[[ RECORD SET open ]]

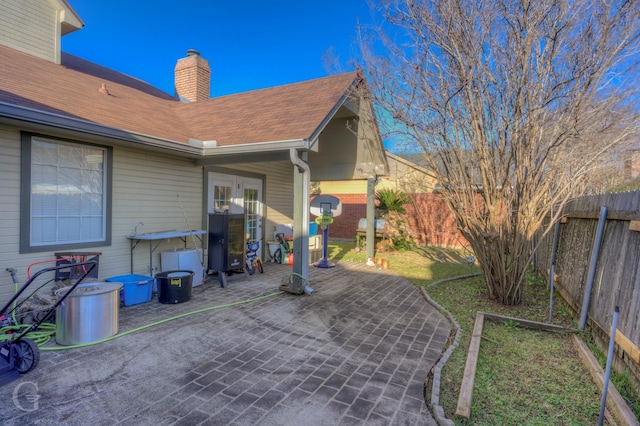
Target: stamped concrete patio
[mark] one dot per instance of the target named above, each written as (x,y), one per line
(355,352)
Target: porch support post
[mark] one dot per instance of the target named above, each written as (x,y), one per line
(371,215)
(301,205)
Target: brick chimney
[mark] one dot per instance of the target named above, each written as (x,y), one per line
(192,78)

[[ RECORD SET closed ]]

EXERCISE GOAL - Only these lines should appear in the reply: the one containing "Target: porch support post", the last line of the data, and all lines between them, each copied exactly.

RESPONSE AREA -
Target: porch support post
[mark] one dot per instance of the target named above, each written as (x,y), one per line
(371,215)
(301,205)
Target: brick chimney
[mark] one dot per instance of the target named above, each written as (x,y), one per line
(192,78)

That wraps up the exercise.